Stored data entries

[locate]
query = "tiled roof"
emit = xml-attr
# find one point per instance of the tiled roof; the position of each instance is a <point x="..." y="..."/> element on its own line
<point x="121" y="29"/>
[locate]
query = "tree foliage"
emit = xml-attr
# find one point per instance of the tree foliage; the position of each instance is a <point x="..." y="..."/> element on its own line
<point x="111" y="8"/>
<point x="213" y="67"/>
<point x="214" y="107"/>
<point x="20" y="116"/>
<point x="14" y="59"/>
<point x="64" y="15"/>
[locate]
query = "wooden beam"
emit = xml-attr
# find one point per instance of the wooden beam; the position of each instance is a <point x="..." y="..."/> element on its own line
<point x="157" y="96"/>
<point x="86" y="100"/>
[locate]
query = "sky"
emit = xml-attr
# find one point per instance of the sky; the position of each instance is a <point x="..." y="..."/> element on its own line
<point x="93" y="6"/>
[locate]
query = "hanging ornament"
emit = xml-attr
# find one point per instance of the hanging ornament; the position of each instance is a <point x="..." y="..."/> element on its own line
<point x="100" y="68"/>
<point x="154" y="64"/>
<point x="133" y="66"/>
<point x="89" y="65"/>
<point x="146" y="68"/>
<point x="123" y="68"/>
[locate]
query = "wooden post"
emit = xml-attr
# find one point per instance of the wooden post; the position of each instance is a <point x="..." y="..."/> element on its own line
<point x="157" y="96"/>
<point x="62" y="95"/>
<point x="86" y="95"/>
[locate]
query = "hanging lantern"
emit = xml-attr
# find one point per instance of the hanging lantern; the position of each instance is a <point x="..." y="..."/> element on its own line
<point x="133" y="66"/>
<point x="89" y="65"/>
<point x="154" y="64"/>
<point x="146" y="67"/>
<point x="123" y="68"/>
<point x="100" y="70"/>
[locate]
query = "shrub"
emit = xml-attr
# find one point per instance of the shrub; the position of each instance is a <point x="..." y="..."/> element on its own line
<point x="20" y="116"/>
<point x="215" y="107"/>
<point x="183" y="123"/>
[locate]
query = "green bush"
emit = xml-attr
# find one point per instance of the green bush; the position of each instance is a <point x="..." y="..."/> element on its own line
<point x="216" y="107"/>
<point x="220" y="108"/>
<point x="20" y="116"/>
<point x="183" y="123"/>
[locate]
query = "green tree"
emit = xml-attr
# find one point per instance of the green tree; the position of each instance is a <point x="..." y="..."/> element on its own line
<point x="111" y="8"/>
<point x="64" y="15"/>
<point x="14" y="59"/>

#### [What needs to be done]
Set down, exactly and in full, the lines from the one containing "# find one point per instance of the wooden beam;" through the end of the entries; no other line belongs.

#### [Answer area]
# find one point per instance of the wooden beam; the position of each instance is a <point x="..." y="..."/> element on its own line
<point x="157" y="96"/>
<point x="86" y="100"/>
[locate]
query = "sky"
emit = xml-attr
# find one point per instance of the sky; the position of each instance is a <point x="..." y="..."/> element on its own line
<point x="93" y="6"/>
[locate]
query = "hanging ornament"
emit = xml-attr
# find one point per instance of the hanging ornament; the position of each instance is a <point x="..." y="..."/> element on its own line
<point x="100" y="68"/>
<point x="154" y="64"/>
<point x="133" y="66"/>
<point x="89" y="65"/>
<point x="146" y="68"/>
<point x="123" y="68"/>
[locate]
query = "wooden post"
emit = xml-attr
# find one point per instance of the wooden post; the position of each instance is a <point x="..." y="..."/> element on its own line
<point x="157" y="96"/>
<point x="62" y="95"/>
<point x="86" y="95"/>
[locate]
query = "hanging lantern"
emit = xml-attr
# find one point per instance of the hanging lantern; the position of each instance is a <point x="..." y="..."/> element on its own line
<point x="133" y="66"/>
<point x="89" y="65"/>
<point x="154" y="64"/>
<point x="146" y="67"/>
<point x="123" y="68"/>
<point x="100" y="70"/>
[locate]
query = "shrub"
emit = xml-attr
# find one point per instance of the shrub; the position of each instance is a <point x="..." y="..."/> element on its own line
<point x="20" y="116"/>
<point x="215" y="107"/>
<point x="183" y="123"/>
[locate]
query = "green bush"
emit = xml-attr
# find one point per instance of the green bush; the position of each instance is a <point x="..." y="..."/> element on its own line
<point x="216" y="107"/>
<point x="220" y="108"/>
<point x="20" y="116"/>
<point x="183" y="123"/>
[locate]
query = "green tree"
emit = xml-attr
# find one point per instance of the green tree; the position of each instance is a <point x="..." y="..."/> element on its own line
<point x="111" y="8"/>
<point x="64" y="15"/>
<point x="14" y="59"/>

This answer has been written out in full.